** start of LISTING **
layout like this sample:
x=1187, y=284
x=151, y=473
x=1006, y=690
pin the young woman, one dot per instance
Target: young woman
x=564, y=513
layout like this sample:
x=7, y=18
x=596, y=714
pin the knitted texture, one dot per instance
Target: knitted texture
** end of LISTING **
_GIVEN EXERCISE_
Format every line of the rows above as a Markdown table with two columns, Index for the line number and Line for the text, leaving out blank lines.

_RESULT_
| Index | Line |
|---|---|
| 1 | layout like this sample: |
| 2 | x=1187, y=284 |
| 3 | x=151, y=473 |
| 4 | x=1006, y=690 |
| 5 | pin the young woman, one dot per instance |
| 6 | Target: young woman |
| 7 | x=564, y=513 |
| 8 | layout like this sample: |
| 9 | x=7, y=18 |
| 10 | x=596, y=714 |
| 11 | pin the knitted texture, one dot per instance |
| 12 | Target: knitted texture |